[DESCRIPTION OF THE TASK] Would you return the complete listing below word for word?

[RECORDS SUPPLIED]
* begin *
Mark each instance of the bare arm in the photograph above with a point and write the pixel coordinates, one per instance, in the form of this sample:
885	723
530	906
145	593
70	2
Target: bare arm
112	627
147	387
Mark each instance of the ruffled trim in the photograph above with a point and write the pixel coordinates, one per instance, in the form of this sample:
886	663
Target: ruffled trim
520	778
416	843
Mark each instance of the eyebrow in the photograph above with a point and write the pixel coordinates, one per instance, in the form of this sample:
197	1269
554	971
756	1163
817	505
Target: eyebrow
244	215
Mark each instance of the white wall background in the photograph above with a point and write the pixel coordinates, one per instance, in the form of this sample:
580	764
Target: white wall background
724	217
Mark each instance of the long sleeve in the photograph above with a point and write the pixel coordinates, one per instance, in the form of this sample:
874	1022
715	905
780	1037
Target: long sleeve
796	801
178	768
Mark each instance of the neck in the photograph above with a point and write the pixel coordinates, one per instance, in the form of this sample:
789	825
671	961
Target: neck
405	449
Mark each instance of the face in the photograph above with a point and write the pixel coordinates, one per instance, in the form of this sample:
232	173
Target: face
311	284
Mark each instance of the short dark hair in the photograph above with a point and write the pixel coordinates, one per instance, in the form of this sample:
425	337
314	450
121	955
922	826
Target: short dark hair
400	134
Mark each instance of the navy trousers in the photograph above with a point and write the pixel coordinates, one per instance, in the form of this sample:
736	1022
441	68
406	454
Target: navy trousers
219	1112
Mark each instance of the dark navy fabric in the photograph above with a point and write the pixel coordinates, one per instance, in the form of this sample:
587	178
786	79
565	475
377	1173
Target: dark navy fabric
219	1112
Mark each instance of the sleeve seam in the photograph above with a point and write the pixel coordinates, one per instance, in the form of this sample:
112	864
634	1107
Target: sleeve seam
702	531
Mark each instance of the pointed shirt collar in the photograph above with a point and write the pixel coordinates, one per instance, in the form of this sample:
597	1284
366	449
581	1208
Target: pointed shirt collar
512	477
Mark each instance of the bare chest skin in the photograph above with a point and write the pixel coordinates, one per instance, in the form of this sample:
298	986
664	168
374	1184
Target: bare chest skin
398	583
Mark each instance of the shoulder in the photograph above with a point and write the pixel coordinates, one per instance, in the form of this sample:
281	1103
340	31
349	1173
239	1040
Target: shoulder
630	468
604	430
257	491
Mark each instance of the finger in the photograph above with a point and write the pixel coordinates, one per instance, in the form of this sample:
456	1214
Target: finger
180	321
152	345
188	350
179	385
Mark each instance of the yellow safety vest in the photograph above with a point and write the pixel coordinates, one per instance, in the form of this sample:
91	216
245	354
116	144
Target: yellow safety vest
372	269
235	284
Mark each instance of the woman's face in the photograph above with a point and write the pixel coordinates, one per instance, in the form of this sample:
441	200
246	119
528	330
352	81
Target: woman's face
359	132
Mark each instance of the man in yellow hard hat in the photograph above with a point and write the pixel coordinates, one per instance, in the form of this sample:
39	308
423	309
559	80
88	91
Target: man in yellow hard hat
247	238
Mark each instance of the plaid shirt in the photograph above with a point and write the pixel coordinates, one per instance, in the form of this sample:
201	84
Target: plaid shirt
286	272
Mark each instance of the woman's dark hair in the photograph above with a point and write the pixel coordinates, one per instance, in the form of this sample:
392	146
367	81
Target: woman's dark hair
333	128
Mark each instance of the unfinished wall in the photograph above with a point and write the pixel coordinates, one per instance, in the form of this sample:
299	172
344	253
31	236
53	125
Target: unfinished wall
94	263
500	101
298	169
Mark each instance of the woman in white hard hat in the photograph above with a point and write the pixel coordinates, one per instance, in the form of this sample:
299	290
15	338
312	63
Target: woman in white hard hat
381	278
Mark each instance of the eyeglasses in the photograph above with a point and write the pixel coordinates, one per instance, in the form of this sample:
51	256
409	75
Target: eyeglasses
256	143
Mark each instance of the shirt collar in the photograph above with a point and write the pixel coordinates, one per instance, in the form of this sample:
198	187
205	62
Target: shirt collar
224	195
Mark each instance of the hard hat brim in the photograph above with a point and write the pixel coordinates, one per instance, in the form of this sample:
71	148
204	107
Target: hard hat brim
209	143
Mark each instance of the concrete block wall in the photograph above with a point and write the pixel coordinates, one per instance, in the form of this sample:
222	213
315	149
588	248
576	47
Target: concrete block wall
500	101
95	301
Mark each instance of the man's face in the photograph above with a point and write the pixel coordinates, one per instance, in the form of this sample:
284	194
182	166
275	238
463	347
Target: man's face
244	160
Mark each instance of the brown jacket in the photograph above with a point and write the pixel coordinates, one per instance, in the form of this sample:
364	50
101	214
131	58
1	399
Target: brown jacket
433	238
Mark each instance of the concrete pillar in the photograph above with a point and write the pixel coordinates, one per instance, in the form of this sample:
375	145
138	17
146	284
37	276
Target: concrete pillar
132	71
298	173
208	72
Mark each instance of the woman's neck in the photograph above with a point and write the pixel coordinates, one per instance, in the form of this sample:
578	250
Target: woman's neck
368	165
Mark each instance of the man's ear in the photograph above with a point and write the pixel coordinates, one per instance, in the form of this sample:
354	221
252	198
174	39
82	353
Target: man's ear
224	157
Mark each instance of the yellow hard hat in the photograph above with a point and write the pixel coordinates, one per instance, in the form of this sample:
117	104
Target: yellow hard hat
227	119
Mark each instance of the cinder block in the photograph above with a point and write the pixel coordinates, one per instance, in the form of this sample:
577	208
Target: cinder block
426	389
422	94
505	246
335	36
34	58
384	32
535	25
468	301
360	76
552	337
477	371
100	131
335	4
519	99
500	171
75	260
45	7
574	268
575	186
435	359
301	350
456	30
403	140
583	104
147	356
* end *
[RESULT OF THE TASK]
Mark each instance of the bare arm in the photograph above with a point and write the pixel coordinates, one per instance, in the form of this sample:
885	723
530	906
145	593
70	2
Target: bare arm
112	627
147	387
Mark each instance of the ruffled trim in the photograph above with a point and write the pixel coordinates, one per instance, in the form of this sample:
886	663
Target: ruffled trim
520	778
416	843
Mark each instance of the eyebrow in the photograph above with a point and write the pixel coordinates, one per instance, in the form of this sample:
197	1269
554	971
756	1163
817	505
Target: eyebrow
244	215
Mark each instance of the white wall background in the photograph above with a point and write the pixel coordinates, one per instance, in the form of this sample:
580	764
Target: white wall background
724	217
Mark each instance of the long sleeve in the photograph above with a point and write the pixel coordinates, one per instance, in the form of this sample:
874	1022
715	905
780	1037
Target: long sleeve
796	801
178	768
Mark each instance of the neck in the photograph above with a point and write the pixel coordinates, one per instance, in the form of this sample:
789	825
671	961
Target: neck
405	449
Mark each instance of the face in the photograph above with a point and write the pixel coordinates, one per instance, in the form of this sample:
232	173
Target: face
311	284
Mark each instance of the short dark hair in the photograph above with a point and write the pixel coordinates, one per instance, in the form of this sample:
425	337
314	450
121	955
922	826
Target: short dark hair
400	134
Mark each instance of the navy trousers in the photograph above with a point and write the pixel coordinates, one per instance, in the form of this sample:
736	1022
441	68
406	454
Target: navy trousers
219	1112
Mark each instance of the dark navy fabric in the photograph above with a point and write the pixel coordinates, one per instance, in the form of this sample:
587	178
786	79
565	475
377	1173
Target: dark navy fabric
219	1112
Mark each instance of the sleeve seam in the photograph above with a point and write the pixel coordinates, one per instance, in the form of this sample:
112	864
634	1107
Target: sleeve seam
702	531
Mark each instance of the pointed shirt collar in the photograph above with a point and write the pixel coordinates, one per instance, in the form of this sample:
597	1284
366	449
581	1208
Target: pointed shirt collar
512	477
Mark each instance of the bare chest skin in the photograph above with a point and write the pixel coordinates, one per instance, in the form of this sample:
298	986
664	168
374	1184
Target: bare chest skin
398	583
Mark each instance of the shoulder in the photograph above with a point and write the pixel coordinates, one per instance, in the form of this sample:
281	1103
340	31
349	1173
239	1040
Target: shoulder
630	468
604	430
257	491
Mark each instance of the finger in the photograph above with a point and write the pixel coordinates, one per instance, in the form of this sample:
456	1214
Target: finger
180	321
152	345
188	350
179	385
Mark each instance of the yellow safety vest in the photograph above with a point and write the pixel coordinates, one per instance, in the form of this sample:
91	216
245	354
116	144
Target: yellow safety vest
372	269
235	284
Mark each instance of the woman's face in the photograph above with a point and write the pixel coordinates, one per instance, in the form of this sample:
441	200
246	119
528	330
352	81
Target: woman's face
359	132
Mark each instance of the man in yellow hard hat in the photograph above with a point and write the pixel coordinates, one per instance, in the form of this sample:
39	308
423	309
559	80
88	91
Target: man in yellow hard hat
247	238
Mark each instance of the plaid shirt in the photograph above with a point and write the pixel coordinates, one per instance, in the form of this sample:
201	84
Target: plaid shirt
286	272
Mark each instance of the woman's dark hair in the photograph above with a point and write the pixel coordinates, one per instance, in the form of this sample:
392	146
367	81
Target: woman's dark hair
333	128
Mark each instance of the unfinished wall in the photograph above with a point and write the pixel coordinates, one per instance, in the form of this sample:
299	172
344	253
31	236
53	125
Target: unfinished wall
94	263
500	101
298	169
Mark each instance of the woman in white hard hat in the photograph above with a point and write the pixel coordinates, one per instance, in the form of this sample:
299	290
15	338
312	63
Target: woman in white hard hat
381	278
Mark each instance of the eyeglasses in the photograph above with a point and write the pixel coordinates, one per instance, in the form of this sample:
51	256
409	75
Target: eyeglasses
256	143
Mark each instance of the shirt collar in the photograph above with a point and write the pixel coordinates, one per instance, in the form of this sample:
198	187
205	62
Target: shirt collar
224	195
Mark each instance of the hard hat brim in the photograph above with a point and write the pixel coordinates, one per instance, in the form of this sample:
71	148
204	107
Target: hard hat brim
209	143
Mark each instance of the concrete block wall in the photograph above with a point and write the pixel coordinates, one per instance, in the form of this sample:
222	213
315	149
588	248
576	47
Target: concrete block wall
500	101
95	301
Mark each instance of the man's face in the photograph above with a point and write the pixel coordinates, one per instance, in the form of this sample:
284	194
182	166
275	238
463	347
Target: man's face
244	160
Mark each instance of the brown jacket in the photograph above with a point and write the pixel coordinates, one per instance, in the form of this sample:
364	50
101	214
131	58
1	399
Target: brown jacket
433	238
Mark each instance of the concrete pillar in the photograph above with a point and write the pixel coordinates, one per instance, in the form of this sample:
375	145
138	17
146	284
37	276
Target: concrete pillar
132	71
298	173
208	72
Mark each instance of the woman's neck in the photograph above with a point and write the pixel coordinates, one per instance, in the form of this sample:
578	250
Target: woman's neck
368	165
Mark each instance of the man's ear in the photograph above with a point and write the pixel coordinates, one per instance, in the form of this sample:
354	221
252	198
174	39
82	353
Target: man's ear
224	157
Mark each instance of the yellow hard hat in the photograph above with a point and write the pixel coordinates, one per instance, in the form of this sample:
117	104
Target: yellow hard hat
227	119
Mark each instance of the cinder block in the photograph above with a point and write the pixel coordinates, one per instance, in the form of this sample:
577	208
Target: cinder block
426	389
422	94
505	246
335	36
34	58
384	32
535	25
468	301
360	76
552	337
477	371
100	131
335	4
519	99
500	171
75	260
45	7
574	268
575	186
435	359
301	350
456	30
403	140
583	104
147	356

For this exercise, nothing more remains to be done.